▶ _Problem description_
Please reproduce word for word the lines of the rows from the line with "in red floral" up to and including the line with "480,438 -> 599,863", and nothing beyond them.

Box annotations for photos:
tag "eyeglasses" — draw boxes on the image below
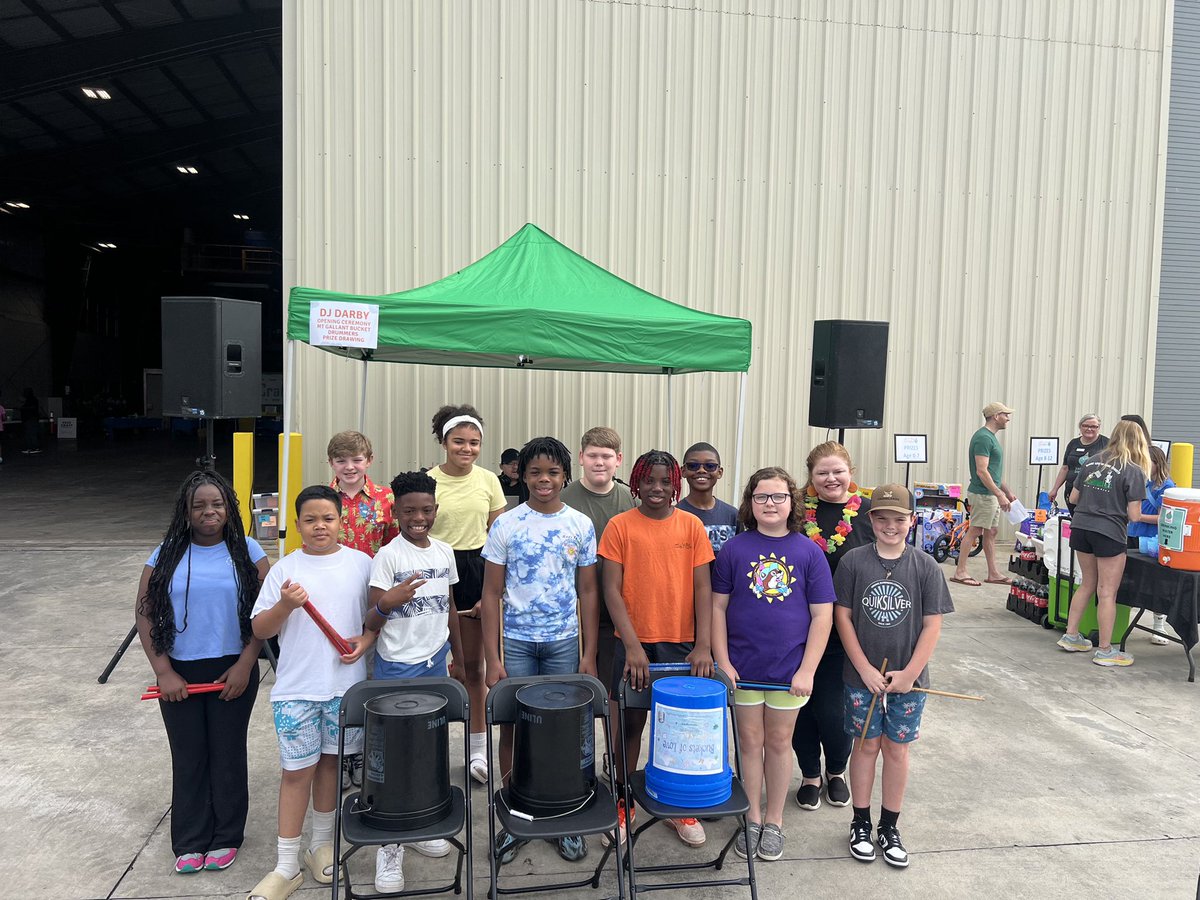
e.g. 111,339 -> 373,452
750,493 -> 792,506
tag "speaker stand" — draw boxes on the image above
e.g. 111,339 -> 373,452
196,418 -> 217,472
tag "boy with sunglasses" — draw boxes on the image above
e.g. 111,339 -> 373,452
676,442 -> 738,554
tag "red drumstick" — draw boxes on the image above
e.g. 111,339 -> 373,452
300,600 -> 354,656
142,682 -> 224,700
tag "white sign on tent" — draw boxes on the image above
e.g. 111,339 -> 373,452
308,301 -> 379,350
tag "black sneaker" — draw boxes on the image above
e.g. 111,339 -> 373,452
877,826 -> 908,869
850,822 -> 875,863
796,782 -> 821,809
826,773 -> 850,806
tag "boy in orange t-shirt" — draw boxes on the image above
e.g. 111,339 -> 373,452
599,450 -> 713,847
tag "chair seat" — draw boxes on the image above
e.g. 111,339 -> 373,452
629,769 -> 750,818
342,786 -> 467,845
494,781 -> 617,840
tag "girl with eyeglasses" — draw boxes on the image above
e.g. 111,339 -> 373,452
713,467 -> 834,859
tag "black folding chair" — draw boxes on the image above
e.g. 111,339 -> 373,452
617,668 -> 758,900
330,678 -> 474,900
487,674 -> 625,900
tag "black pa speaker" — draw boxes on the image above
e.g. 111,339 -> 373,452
809,319 -> 888,428
162,296 -> 263,419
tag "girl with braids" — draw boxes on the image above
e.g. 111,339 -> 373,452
428,406 -> 508,784
134,472 -> 268,875
482,438 -> 600,863
713,468 -> 840,859
600,450 -> 713,847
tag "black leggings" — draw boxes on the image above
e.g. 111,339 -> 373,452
792,647 -> 853,778
158,656 -> 258,857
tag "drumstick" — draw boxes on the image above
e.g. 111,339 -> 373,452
142,683 -> 224,700
858,658 -> 888,750
913,688 -> 985,700
300,600 -> 354,656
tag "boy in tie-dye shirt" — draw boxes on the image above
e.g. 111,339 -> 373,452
480,438 -> 599,862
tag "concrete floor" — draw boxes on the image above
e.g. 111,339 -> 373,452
0,440 -> 1200,900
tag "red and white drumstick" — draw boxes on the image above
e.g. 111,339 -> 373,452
300,600 -> 354,656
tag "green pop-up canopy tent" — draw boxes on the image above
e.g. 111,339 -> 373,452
281,224 -> 750,542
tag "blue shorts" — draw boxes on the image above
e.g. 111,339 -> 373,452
504,636 -> 580,678
371,641 -> 450,682
844,684 -> 925,744
271,697 -> 362,772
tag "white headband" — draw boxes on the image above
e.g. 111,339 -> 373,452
442,415 -> 484,440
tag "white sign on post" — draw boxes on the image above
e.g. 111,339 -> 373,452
1030,438 -> 1058,466
308,301 -> 379,350
892,434 -> 929,462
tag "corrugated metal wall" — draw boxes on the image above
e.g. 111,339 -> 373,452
284,0 -> 1170,497
1152,2 -> 1200,484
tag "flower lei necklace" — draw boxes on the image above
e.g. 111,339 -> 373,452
804,481 -> 863,556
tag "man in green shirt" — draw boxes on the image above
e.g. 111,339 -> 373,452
950,402 -> 1016,588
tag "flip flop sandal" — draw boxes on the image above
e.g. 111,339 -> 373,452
304,844 -> 334,884
246,871 -> 302,900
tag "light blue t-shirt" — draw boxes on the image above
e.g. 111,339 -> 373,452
482,503 -> 596,642
146,538 -> 266,660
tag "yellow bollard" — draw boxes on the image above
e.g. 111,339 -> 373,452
1171,442 -> 1195,487
233,431 -> 254,536
280,432 -> 304,554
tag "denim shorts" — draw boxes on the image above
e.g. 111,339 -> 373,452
844,684 -> 925,744
371,641 -> 450,680
271,697 -> 362,772
503,636 -> 580,678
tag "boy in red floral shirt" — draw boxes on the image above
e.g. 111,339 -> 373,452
326,431 -> 400,557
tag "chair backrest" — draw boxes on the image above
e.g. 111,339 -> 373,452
487,674 -> 608,725
617,668 -> 733,709
338,678 -> 470,728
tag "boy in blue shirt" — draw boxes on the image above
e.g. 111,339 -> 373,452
480,438 -> 599,863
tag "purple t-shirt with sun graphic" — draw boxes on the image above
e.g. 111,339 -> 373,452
713,532 -> 835,684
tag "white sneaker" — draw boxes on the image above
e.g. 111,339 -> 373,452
408,838 -> 450,859
376,844 -> 404,894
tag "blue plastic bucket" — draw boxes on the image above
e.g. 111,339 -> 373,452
646,676 -> 733,809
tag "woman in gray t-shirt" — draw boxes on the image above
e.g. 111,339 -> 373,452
1058,421 -> 1158,666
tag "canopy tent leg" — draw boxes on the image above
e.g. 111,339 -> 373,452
665,370 -> 674,452
278,340 -> 296,559
359,356 -> 367,432
733,371 -> 749,497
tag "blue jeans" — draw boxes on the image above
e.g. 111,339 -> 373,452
504,636 -> 580,678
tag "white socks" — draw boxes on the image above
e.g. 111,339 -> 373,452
308,810 -> 335,850
275,834 -> 300,878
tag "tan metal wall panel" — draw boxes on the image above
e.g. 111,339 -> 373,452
284,0 -> 1168,508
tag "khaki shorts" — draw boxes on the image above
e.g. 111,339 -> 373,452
967,493 -> 1000,528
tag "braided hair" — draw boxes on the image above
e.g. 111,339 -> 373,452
138,470 -> 259,655
517,438 -> 571,484
629,450 -> 683,503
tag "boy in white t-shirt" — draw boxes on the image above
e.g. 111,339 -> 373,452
357,472 -> 466,894
250,485 -> 376,900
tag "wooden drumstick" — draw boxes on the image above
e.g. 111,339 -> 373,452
913,688 -> 985,700
858,658 -> 888,750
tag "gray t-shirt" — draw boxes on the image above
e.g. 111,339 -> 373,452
833,544 -> 954,688
1070,454 -> 1146,544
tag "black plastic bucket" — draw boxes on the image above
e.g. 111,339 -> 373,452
508,682 -> 596,816
355,694 -> 450,832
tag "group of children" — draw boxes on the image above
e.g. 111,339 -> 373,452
150,417 -> 953,900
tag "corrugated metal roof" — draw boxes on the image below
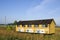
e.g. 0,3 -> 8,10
17,19 -> 53,25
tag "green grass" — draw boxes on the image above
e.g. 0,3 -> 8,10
0,27 -> 60,40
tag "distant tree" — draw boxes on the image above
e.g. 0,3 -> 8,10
14,20 -> 17,25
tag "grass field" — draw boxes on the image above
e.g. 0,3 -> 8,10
0,27 -> 60,40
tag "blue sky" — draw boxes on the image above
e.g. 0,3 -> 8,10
0,0 -> 60,25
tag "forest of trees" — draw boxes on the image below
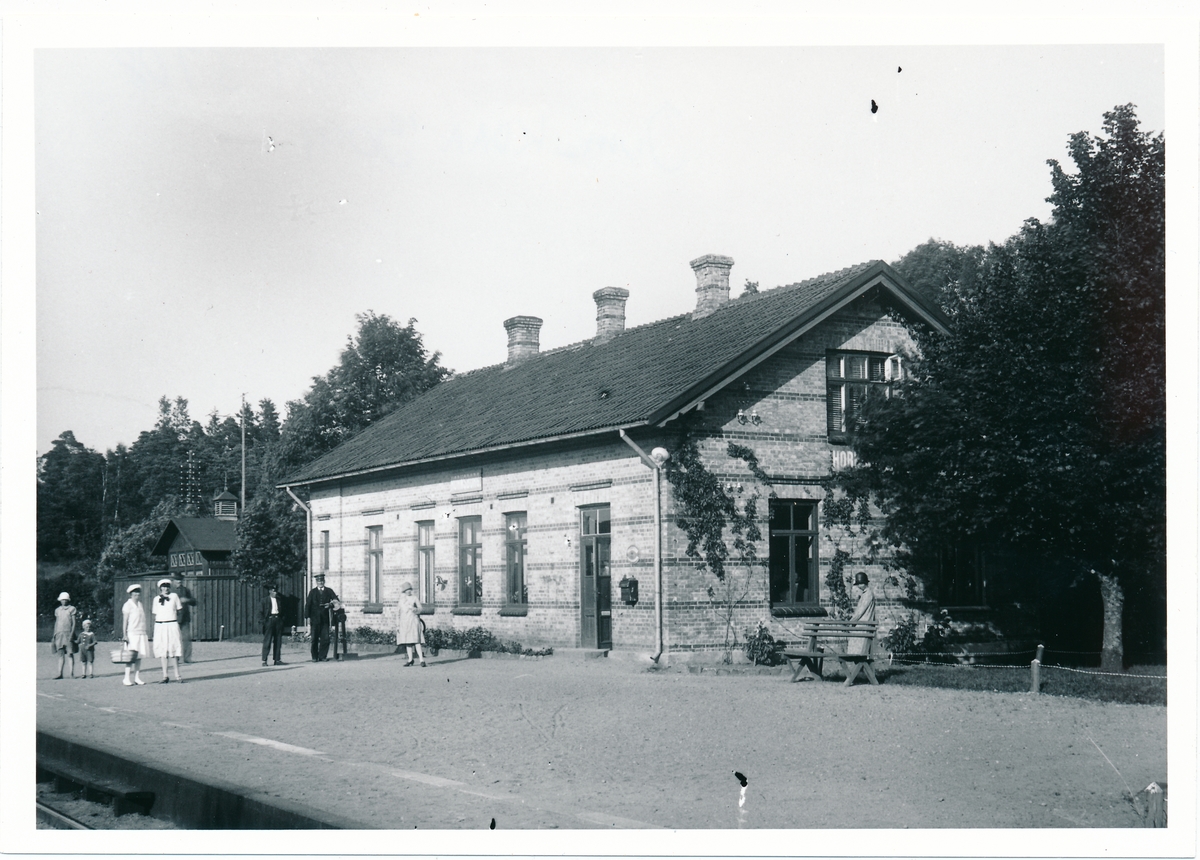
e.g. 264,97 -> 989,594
37,312 -> 450,623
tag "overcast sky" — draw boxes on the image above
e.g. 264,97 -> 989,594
35,46 -> 1164,452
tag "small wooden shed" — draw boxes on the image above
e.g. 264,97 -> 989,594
113,510 -> 302,639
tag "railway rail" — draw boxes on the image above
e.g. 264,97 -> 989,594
35,800 -> 96,830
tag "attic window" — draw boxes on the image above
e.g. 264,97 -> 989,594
826,351 -> 900,444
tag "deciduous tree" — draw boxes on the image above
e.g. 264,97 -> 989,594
845,106 -> 1165,668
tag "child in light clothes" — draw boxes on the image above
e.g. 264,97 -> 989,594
79,620 -> 96,678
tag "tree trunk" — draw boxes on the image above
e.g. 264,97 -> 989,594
1093,571 -> 1124,672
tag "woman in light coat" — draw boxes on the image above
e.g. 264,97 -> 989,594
50,591 -> 78,680
396,583 -> 425,666
846,571 -> 875,654
121,583 -> 150,687
152,579 -> 184,684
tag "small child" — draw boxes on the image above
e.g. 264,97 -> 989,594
79,620 -> 96,678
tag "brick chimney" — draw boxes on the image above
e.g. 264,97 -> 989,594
504,317 -> 541,365
592,287 -> 629,343
691,254 -> 733,319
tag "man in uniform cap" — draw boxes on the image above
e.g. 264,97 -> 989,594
304,573 -> 337,663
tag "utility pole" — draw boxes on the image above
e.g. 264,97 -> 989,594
241,391 -> 246,516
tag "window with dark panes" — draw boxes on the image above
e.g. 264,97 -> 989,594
826,351 -> 900,441
504,513 -> 529,603
458,517 -> 484,606
769,499 -> 818,608
416,519 -> 434,603
937,545 -> 988,608
367,525 -> 383,603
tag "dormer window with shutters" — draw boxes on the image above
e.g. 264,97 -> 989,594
212,491 -> 238,519
826,351 -> 902,444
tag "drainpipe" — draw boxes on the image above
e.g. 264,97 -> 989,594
284,487 -> 312,623
617,429 -> 665,663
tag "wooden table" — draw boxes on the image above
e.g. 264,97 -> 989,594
784,618 -> 880,687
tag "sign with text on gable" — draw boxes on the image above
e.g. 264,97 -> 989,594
450,469 -> 484,495
832,449 -> 858,471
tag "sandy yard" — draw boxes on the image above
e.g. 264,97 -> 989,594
31,643 -> 1166,829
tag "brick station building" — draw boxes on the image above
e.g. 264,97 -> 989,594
281,254 -> 948,660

▶ _Solution to the exercise_
tag "boy in red floral shirt" — draw boxes on the image above
e.g. 111,339 -> 373,452
326,431 -> 400,557
tag "chair backrest" — draw boxes on the image above
e.g. 111,339 -> 373,452
487,674 -> 608,725
617,668 -> 733,709
338,678 -> 470,728
tag "boy in blue shirt" — draw boxes on the image above
e.g. 111,339 -> 373,452
480,438 -> 599,863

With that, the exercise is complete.